**Problem details:**
The following entries are to be repeated exactly, and the pictures are to be left behind.

**Dataset extract:**
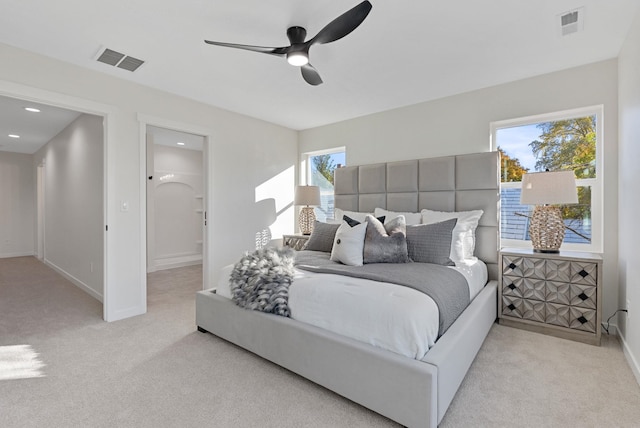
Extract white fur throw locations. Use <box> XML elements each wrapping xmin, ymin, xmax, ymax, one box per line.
<box><xmin>229</xmin><ymin>247</ymin><xmax>295</xmax><ymax>317</ymax></box>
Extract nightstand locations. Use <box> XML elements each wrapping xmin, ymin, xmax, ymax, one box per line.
<box><xmin>282</xmin><ymin>234</ymin><xmax>309</xmax><ymax>250</ymax></box>
<box><xmin>498</xmin><ymin>247</ymin><xmax>602</xmax><ymax>345</ymax></box>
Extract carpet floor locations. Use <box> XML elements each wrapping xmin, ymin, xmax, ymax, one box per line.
<box><xmin>1</xmin><ymin>256</ymin><xmax>639</xmax><ymax>427</ymax></box>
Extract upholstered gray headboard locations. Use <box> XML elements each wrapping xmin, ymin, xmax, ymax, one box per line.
<box><xmin>333</xmin><ymin>151</ymin><xmax>500</xmax><ymax>280</ymax></box>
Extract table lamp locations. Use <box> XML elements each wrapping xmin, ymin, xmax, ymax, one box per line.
<box><xmin>294</xmin><ymin>185</ymin><xmax>321</xmax><ymax>235</ymax></box>
<box><xmin>520</xmin><ymin>170</ymin><xmax>578</xmax><ymax>253</ymax></box>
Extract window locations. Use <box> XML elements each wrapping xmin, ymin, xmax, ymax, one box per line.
<box><xmin>491</xmin><ymin>106</ymin><xmax>602</xmax><ymax>252</ymax></box>
<box><xmin>303</xmin><ymin>148</ymin><xmax>346</xmax><ymax>222</ymax></box>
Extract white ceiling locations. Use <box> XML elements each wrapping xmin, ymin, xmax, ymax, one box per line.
<box><xmin>0</xmin><ymin>0</ymin><xmax>638</xmax><ymax>134</ymax></box>
<box><xmin>0</xmin><ymin>96</ymin><xmax>81</xmax><ymax>154</ymax></box>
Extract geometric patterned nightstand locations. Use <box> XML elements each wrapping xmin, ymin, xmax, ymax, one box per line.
<box><xmin>498</xmin><ymin>248</ymin><xmax>602</xmax><ymax>345</ymax></box>
<box><xmin>282</xmin><ymin>234</ymin><xmax>310</xmax><ymax>251</ymax></box>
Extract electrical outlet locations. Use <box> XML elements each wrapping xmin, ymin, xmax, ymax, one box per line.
<box><xmin>627</xmin><ymin>300</ymin><xmax>631</xmax><ymax>320</ymax></box>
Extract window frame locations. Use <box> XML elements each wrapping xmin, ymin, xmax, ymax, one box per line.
<box><xmin>301</xmin><ymin>146</ymin><xmax>346</xmax><ymax>223</ymax></box>
<box><xmin>490</xmin><ymin>105</ymin><xmax>603</xmax><ymax>253</ymax></box>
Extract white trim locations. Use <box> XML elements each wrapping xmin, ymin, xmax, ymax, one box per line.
<box><xmin>301</xmin><ymin>146</ymin><xmax>346</xmax><ymax>185</ymax></box>
<box><xmin>299</xmin><ymin>146</ymin><xmax>346</xmax><ymax>226</ymax></box>
<box><xmin>619</xmin><ymin>329</ymin><xmax>640</xmax><ymax>387</ymax></box>
<box><xmin>36</xmin><ymin>162</ymin><xmax>45</xmax><ymax>261</ymax></box>
<box><xmin>0</xmin><ymin>80</ymin><xmax>114</xmax><ymax>321</ymax></box>
<box><xmin>138</xmin><ymin>121</ymin><xmax>148</xmax><ymax>312</ymax></box>
<box><xmin>491</xmin><ymin>105</ymin><xmax>603</xmax><ymax>253</ymax></box>
<box><xmin>137</xmin><ymin>113</ymin><xmax>215</xmax><ymax>291</ymax></box>
<box><xmin>0</xmin><ymin>252</ymin><xmax>34</xmax><ymax>258</ymax></box>
<box><xmin>152</xmin><ymin>254</ymin><xmax>202</xmax><ymax>272</ymax></box>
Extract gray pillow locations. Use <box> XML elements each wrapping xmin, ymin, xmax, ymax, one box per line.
<box><xmin>363</xmin><ymin>215</ymin><xmax>410</xmax><ymax>264</ymax></box>
<box><xmin>303</xmin><ymin>221</ymin><xmax>340</xmax><ymax>252</ymax></box>
<box><xmin>406</xmin><ymin>218</ymin><xmax>458</xmax><ymax>266</ymax></box>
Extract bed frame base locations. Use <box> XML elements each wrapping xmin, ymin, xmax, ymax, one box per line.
<box><xmin>196</xmin><ymin>281</ymin><xmax>497</xmax><ymax>428</ymax></box>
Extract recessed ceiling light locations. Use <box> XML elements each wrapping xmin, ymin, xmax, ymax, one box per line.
<box><xmin>177</xmin><ymin>142</ymin><xmax>185</xmax><ymax>146</ymax></box>
<box><xmin>8</xmin><ymin>134</ymin><xmax>20</xmax><ymax>138</ymax></box>
<box><xmin>24</xmin><ymin>107</ymin><xmax>41</xmax><ymax>113</ymax></box>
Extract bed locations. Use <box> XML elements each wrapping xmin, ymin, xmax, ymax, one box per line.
<box><xmin>196</xmin><ymin>151</ymin><xmax>500</xmax><ymax>428</ymax></box>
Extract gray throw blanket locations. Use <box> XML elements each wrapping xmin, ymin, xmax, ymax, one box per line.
<box><xmin>295</xmin><ymin>250</ymin><xmax>470</xmax><ymax>336</ymax></box>
<box><xmin>229</xmin><ymin>247</ymin><xmax>295</xmax><ymax>317</ymax></box>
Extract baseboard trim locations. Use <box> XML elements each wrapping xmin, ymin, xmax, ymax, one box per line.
<box><xmin>618</xmin><ymin>328</ymin><xmax>640</xmax><ymax>387</ymax></box>
<box><xmin>0</xmin><ymin>251</ymin><xmax>34</xmax><ymax>258</ymax></box>
<box><xmin>44</xmin><ymin>259</ymin><xmax>103</xmax><ymax>303</ymax></box>
<box><xmin>150</xmin><ymin>254</ymin><xmax>202</xmax><ymax>273</ymax></box>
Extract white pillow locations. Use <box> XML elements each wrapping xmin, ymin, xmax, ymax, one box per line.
<box><xmin>420</xmin><ymin>209</ymin><xmax>483</xmax><ymax>262</ymax></box>
<box><xmin>374</xmin><ymin>208</ymin><xmax>422</xmax><ymax>225</ymax></box>
<box><xmin>333</xmin><ymin>209</ymin><xmax>372</xmax><ymax>224</ymax></box>
<box><xmin>330</xmin><ymin>221</ymin><xmax>367</xmax><ymax>266</ymax></box>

**Answer space:**
Extract white fur throw locations. Use <box> XML elements each wrapping xmin, ymin, xmax, ymax, one box per line.
<box><xmin>229</xmin><ymin>247</ymin><xmax>295</xmax><ymax>317</ymax></box>
Extract nightstand locations. Use <box> XML elements each wrapping xmin, ymin, xmax, ymax, one box per line.
<box><xmin>282</xmin><ymin>234</ymin><xmax>309</xmax><ymax>250</ymax></box>
<box><xmin>498</xmin><ymin>247</ymin><xmax>602</xmax><ymax>345</ymax></box>
Extract carpet floor locations. Use <box> XML elements each wrapping xmin, ymin, xmax, ymax, one box per line.
<box><xmin>1</xmin><ymin>256</ymin><xmax>639</xmax><ymax>427</ymax></box>
Extract upholstered gray headboard locations. Use <box> XML elements each wrapping xmin, ymin, xmax, ymax, one box per line.
<box><xmin>333</xmin><ymin>151</ymin><xmax>500</xmax><ymax>280</ymax></box>
Extract table lamp locations. Use <box> XML elements each wrapping xmin, ymin, xmax, ymax, one box per line.
<box><xmin>294</xmin><ymin>185</ymin><xmax>321</xmax><ymax>235</ymax></box>
<box><xmin>520</xmin><ymin>170</ymin><xmax>578</xmax><ymax>253</ymax></box>
Extract window locations. Use <box> XML elements each wrapping xmin, ymin, xmax, ymax, one box per line.
<box><xmin>491</xmin><ymin>106</ymin><xmax>602</xmax><ymax>252</ymax></box>
<box><xmin>303</xmin><ymin>148</ymin><xmax>346</xmax><ymax>222</ymax></box>
Extract white ceiling locations. Use <box> XML elements each wrapping xmin, ymin, xmax, ymax, one box per line.
<box><xmin>0</xmin><ymin>0</ymin><xmax>638</xmax><ymax>134</ymax></box>
<box><xmin>0</xmin><ymin>96</ymin><xmax>81</xmax><ymax>154</ymax></box>
Extract geometric patterned nightstand locations. Use <box> XML elements each wrapping xmin, ymin, xmax, ymax, one box per line.
<box><xmin>498</xmin><ymin>248</ymin><xmax>602</xmax><ymax>345</ymax></box>
<box><xmin>282</xmin><ymin>234</ymin><xmax>310</xmax><ymax>251</ymax></box>
Extract electrical outlet locations. Use <box> XML elements each wrapping xmin, ymin, xmax, ymax, one box per line.
<box><xmin>627</xmin><ymin>300</ymin><xmax>631</xmax><ymax>320</ymax></box>
Extract window frame locations. Use <box> XML elements each wrapping xmin, ymin, xmax, ymax, one box per line.
<box><xmin>301</xmin><ymin>146</ymin><xmax>346</xmax><ymax>223</ymax></box>
<box><xmin>490</xmin><ymin>105</ymin><xmax>603</xmax><ymax>253</ymax></box>
Extract white trim locations. Use <box> XML elements each wrapping xmin, ymin, xmax, ymax, one box per line.
<box><xmin>301</xmin><ymin>146</ymin><xmax>346</xmax><ymax>185</ymax></box>
<box><xmin>299</xmin><ymin>146</ymin><xmax>346</xmax><ymax>226</ymax></box>
<box><xmin>619</xmin><ymin>329</ymin><xmax>640</xmax><ymax>387</ymax></box>
<box><xmin>36</xmin><ymin>162</ymin><xmax>45</xmax><ymax>261</ymax></box>
<box><xmin>0</xmin><ymin>80</ymin><xmax>114</xmax><ymax>321</ymax></box>
<box><xmin>138</xmin><ymin>121</ymin><xmax>148</xmax><ymax>312</ymax></box>
<box><xmin>491</xmin><ymin>105</ymin><xmax>603</xmax><ymax>253</ymax></box>
<box><xmin>137</xmin><ymin>113</ymin><xmax>215</xmax><ymax>291</ymax></box>
<box><xmin>0</xmin><ymin>252</ymin><xmax>34</xmax><ymax>258</ymax></box>
<box><xmin>152</xmin><ymin>254</ymin><xmax>202</xmax><ymax>272</ymax></box>
Extract gray pillow locations. Use <box> XML elements each wrapping xmin, ymin, xmax, ymax, one box per line.
<box><xmin>363</xmin><ymin>215</ymin><xmax>410</xmax><ymax>264</ymax></box>
<box><xmin>303</xmin><ymin>221</ymin><xmax>340</xmax><ymax>252</ymax></box>
<box><xmin>406</xmin><ymin>218</ymin><xmax>458</xmax><ymax>266</ymax></box>
Extract bed frame base locations. Use <box> XML elements each wrapping xmin, ymin, xmax, ymax, one box per line.
<box><xmin>196</xmin><ymin>281</ymin><xmax>497</xmax><ymax>428</ymax></box>
Extract recessed ceiling light locations. Use <box> XML elements each wrapping xmin, ymin, xmax, ymax, one box per line.
<box><xmin>177</xmin><ymin>142</ymin><xmax>185</xmax><ymax>146</ymax></box>
<box><xmin>8</xmin><ymin>134</ymin><xmax>20</xmax><ymax>138</ymax></box>
<box><xmin>24</xmin><ymin>107</ymin><xmax>41</xmax><ymax>113</ymax></box>
Extract bed locations. Use <box> XML elements each wrapping xmin, ymin, xmax, ymax, one box per line.
<box><xmin>196</xmin><ymin>151</ymin><xmax>500</xmax><ymax>428</ymax></box>
Extract gray throw blanket locations. Use <box> XML elements each wrapping xmin, ymin, xmax, ymax, one box per line.
<box><xmin>295</xmin><ymin>250</ymin><xmax>470</xmax><ymax>336</ymax></box>
<box><xmin>229</xmin><ymin>247</ymin><xmax>295</xmax><ymax>317</ymax></box>
Extract baseboard trim locations. Use <box> XML elements each wrapping xmin, ymin, xmax, ymax, one box per line.
<box><xmin>618</xmin><ymin>328</ymin><xmax>640</xmax><ymax>387</ymax></box>
<box><xmin>0</xmin><ymin>251</ymin><xmax>34</xmax><ymax>258</ymax></box>
<box><xmin>44</xmin><ymin>259</ymin><xmax>103</xmax><ymax>303</ymax></box>
<box><xmin>150</xmin><ymin>254</ymin><xmax>202</xmax><ymax>273</ymax></box>
Extract white pillow locations. Use <box> XML elements each wrapping xmin, ymin, xmax, ymax, one box per line.
<box><xmin>420</xmin><ymin>209</ymin><xmax>483</xmax><ymax>262</ymax></box>
<box><xmin>374</xmin><ymin>208</ymin><xmax>422</xmax><ymax>225</ymax></box>
<box><xmin>333</xmin><ymin>209</ymin><xmax>372</xmax><ymax>224</ymax></box>
<box><xmin>330</xmin><ymin>221</ymin><xmax>367</xmax><ymax>266</ymax></box>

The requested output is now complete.